> **ENUNCIADO**: Extrae cada línea de las entradas siguientes que contenga la palabra "with", distinguiendo entre mayúsculas y minúsculas.

> **REGISTROS DE ORIGEN**:
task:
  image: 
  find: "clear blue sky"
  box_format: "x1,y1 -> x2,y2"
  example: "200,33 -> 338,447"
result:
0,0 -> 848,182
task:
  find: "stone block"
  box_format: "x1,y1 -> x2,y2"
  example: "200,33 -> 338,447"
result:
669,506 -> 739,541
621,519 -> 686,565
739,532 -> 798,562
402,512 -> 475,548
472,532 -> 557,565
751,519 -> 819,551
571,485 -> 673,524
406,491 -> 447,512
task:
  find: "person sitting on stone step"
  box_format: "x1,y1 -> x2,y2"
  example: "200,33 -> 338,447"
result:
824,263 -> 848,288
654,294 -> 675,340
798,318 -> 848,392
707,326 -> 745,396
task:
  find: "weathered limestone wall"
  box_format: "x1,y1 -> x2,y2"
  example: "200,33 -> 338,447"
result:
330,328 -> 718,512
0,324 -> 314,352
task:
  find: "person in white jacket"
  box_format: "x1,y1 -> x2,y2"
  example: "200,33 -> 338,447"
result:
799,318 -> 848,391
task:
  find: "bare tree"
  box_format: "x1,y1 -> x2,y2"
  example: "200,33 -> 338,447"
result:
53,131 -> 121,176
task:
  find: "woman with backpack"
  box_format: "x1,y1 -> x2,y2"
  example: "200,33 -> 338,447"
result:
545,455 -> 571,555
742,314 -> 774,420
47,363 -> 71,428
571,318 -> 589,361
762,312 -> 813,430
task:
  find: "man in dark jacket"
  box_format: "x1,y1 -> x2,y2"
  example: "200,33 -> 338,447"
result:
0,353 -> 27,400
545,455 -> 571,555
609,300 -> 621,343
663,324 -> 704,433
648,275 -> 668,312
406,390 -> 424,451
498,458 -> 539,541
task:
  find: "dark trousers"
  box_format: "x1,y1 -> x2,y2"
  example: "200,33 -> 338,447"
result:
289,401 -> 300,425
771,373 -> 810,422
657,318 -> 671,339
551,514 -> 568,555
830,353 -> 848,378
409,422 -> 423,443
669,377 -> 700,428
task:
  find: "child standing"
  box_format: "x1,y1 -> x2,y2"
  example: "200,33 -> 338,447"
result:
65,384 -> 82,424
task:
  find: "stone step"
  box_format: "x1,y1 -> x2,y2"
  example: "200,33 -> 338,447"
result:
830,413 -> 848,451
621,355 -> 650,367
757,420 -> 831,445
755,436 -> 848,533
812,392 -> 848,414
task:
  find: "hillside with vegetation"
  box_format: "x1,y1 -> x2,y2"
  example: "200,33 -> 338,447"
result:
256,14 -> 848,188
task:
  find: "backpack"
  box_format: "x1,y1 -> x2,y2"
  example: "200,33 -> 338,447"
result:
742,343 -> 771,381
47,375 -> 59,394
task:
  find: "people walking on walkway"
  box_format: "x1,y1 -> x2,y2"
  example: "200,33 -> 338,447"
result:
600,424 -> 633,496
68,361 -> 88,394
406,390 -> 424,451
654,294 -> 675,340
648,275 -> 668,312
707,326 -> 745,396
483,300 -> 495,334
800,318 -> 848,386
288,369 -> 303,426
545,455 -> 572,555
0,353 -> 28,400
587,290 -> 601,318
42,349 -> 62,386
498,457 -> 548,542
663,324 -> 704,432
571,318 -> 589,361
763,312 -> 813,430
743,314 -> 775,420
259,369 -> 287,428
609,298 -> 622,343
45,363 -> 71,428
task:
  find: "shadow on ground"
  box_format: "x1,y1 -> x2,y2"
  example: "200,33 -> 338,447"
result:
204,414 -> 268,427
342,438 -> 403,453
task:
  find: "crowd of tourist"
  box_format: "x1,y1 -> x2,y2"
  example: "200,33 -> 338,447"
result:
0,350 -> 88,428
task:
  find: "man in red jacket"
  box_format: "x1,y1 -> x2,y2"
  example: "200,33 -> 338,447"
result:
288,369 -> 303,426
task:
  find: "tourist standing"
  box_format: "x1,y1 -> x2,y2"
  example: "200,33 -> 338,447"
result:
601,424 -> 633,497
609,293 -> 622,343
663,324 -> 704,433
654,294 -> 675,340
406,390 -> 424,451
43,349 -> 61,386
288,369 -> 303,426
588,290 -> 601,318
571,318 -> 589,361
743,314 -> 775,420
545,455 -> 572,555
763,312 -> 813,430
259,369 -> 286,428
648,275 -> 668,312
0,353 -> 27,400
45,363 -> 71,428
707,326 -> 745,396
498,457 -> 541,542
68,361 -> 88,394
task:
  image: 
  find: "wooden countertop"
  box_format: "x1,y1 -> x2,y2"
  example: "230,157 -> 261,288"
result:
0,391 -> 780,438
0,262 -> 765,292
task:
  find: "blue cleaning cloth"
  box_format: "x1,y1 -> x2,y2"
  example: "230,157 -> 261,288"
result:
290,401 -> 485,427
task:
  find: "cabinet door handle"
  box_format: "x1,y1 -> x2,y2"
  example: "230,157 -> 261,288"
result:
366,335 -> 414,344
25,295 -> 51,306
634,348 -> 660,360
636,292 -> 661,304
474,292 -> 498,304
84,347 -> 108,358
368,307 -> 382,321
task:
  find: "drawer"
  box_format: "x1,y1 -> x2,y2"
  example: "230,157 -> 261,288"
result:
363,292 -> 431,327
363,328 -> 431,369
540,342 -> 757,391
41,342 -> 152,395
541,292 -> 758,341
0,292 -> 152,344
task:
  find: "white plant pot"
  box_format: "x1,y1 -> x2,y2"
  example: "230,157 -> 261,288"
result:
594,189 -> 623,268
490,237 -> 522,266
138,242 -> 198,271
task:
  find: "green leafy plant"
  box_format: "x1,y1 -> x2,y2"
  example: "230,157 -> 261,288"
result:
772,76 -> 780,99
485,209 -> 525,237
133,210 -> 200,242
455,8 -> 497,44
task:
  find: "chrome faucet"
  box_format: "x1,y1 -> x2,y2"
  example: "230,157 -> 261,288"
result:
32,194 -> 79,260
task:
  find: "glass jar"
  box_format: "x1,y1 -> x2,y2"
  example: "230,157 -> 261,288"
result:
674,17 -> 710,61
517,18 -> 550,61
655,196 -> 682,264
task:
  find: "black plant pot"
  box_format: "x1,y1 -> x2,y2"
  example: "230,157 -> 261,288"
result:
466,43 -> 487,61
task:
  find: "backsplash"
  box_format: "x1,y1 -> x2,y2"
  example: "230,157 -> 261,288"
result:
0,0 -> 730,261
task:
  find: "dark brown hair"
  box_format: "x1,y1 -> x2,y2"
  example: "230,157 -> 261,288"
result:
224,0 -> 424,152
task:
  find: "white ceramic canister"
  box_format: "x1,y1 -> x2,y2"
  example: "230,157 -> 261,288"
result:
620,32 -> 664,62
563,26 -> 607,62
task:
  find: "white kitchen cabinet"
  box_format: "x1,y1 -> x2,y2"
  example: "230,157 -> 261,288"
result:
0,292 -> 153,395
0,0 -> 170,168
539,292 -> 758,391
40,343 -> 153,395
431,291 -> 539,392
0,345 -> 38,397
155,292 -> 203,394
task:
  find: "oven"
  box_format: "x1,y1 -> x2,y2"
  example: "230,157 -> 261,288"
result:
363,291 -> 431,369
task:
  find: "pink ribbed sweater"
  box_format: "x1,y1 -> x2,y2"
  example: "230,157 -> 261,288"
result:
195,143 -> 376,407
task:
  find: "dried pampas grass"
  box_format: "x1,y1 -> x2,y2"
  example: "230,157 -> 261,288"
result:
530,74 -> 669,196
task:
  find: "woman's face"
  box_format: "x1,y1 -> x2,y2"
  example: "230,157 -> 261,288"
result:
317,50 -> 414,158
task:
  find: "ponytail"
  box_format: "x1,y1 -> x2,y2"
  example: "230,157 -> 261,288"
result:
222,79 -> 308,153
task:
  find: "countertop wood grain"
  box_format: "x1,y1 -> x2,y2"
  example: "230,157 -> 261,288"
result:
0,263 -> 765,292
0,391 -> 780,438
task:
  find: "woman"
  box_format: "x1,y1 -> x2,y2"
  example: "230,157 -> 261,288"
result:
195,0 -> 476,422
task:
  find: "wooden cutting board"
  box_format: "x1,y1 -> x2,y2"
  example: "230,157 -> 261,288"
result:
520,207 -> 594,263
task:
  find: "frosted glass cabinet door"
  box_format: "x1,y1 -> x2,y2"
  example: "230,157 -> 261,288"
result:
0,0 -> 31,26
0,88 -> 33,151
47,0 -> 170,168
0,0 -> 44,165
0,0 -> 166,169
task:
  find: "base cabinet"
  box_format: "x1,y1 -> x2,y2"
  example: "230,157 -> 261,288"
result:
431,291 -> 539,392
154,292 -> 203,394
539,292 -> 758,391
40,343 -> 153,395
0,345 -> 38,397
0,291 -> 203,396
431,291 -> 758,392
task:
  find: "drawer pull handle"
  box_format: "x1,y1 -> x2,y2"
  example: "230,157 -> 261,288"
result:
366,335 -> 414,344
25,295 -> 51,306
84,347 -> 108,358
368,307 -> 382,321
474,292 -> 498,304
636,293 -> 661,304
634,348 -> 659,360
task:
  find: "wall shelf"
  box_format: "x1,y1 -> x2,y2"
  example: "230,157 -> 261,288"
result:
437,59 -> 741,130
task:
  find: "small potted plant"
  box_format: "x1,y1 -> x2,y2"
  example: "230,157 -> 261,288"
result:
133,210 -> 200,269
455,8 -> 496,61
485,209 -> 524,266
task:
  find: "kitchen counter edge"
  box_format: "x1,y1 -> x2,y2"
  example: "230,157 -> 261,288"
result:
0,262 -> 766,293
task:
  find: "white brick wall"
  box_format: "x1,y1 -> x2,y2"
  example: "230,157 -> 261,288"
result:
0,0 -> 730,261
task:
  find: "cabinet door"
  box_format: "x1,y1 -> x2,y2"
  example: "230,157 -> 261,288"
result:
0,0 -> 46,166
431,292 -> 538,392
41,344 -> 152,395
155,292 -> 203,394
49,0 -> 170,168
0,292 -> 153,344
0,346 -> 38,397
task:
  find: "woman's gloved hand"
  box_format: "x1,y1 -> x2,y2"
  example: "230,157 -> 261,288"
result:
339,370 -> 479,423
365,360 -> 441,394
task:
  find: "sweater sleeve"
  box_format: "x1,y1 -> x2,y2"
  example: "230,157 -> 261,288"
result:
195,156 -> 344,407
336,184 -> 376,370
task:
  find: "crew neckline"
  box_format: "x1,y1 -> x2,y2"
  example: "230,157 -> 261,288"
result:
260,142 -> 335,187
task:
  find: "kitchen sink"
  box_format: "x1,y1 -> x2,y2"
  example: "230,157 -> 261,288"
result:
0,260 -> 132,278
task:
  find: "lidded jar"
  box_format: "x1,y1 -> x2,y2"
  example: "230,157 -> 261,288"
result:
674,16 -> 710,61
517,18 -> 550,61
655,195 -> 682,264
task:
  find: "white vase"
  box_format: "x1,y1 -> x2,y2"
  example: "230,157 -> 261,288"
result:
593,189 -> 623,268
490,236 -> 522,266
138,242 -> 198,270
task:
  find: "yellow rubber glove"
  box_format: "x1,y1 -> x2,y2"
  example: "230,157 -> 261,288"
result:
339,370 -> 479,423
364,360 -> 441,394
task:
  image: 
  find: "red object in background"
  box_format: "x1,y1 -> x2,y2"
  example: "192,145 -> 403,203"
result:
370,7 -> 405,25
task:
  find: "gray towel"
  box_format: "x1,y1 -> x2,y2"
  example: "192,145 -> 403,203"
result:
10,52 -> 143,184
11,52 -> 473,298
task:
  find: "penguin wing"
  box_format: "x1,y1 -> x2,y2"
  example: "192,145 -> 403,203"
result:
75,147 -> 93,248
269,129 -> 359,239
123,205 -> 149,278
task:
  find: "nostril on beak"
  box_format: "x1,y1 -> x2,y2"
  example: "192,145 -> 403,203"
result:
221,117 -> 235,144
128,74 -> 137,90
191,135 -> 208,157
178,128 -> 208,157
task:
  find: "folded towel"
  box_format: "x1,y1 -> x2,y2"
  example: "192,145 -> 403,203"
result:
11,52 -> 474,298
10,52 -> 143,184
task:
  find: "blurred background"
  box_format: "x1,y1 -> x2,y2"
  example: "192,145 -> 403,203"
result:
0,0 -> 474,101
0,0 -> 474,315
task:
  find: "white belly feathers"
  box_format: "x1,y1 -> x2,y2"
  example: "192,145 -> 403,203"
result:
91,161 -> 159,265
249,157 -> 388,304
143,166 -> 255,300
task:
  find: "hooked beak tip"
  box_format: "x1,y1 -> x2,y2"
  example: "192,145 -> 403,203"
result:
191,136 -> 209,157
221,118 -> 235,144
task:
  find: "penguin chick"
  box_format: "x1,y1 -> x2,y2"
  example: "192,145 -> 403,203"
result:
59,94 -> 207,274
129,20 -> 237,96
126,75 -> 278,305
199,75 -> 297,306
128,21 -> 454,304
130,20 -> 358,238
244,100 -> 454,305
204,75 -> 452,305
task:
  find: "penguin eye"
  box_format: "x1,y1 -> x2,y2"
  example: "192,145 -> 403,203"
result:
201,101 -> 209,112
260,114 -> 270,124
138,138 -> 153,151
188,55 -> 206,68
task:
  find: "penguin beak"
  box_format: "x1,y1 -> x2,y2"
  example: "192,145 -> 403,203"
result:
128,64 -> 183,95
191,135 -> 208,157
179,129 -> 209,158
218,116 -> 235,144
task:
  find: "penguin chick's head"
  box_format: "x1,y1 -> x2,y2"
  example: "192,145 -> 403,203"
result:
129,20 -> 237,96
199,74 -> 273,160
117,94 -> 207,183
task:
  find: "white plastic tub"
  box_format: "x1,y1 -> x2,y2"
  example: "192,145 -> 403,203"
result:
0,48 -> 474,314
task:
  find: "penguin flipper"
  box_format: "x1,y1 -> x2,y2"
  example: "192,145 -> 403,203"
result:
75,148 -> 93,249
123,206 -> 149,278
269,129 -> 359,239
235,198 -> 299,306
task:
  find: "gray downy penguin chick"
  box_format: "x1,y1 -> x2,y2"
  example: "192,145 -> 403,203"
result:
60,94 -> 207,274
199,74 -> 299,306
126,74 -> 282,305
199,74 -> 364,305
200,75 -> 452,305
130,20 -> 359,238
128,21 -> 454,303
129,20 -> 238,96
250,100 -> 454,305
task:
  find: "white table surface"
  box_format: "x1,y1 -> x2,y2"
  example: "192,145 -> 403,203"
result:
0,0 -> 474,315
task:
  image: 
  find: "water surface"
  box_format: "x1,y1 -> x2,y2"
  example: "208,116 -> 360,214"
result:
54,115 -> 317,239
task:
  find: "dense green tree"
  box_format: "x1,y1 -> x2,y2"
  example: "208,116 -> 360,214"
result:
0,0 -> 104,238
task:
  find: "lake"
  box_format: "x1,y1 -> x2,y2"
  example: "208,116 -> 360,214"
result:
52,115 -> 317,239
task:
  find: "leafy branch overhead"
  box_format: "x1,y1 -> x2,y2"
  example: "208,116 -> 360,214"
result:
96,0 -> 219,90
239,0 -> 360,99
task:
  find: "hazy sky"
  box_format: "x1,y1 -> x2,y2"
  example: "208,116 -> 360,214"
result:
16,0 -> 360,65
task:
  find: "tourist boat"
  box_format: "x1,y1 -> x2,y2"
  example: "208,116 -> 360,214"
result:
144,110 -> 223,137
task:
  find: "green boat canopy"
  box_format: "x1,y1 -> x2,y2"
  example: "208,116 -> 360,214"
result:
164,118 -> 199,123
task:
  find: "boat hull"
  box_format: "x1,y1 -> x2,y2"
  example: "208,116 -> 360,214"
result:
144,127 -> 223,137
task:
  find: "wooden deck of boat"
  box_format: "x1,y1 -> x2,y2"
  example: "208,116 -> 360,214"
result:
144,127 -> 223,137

> **SOLUCIÓN DEL EJERCICIO**:
  find: "woman with backpack"
  find: "hillside with vegetation"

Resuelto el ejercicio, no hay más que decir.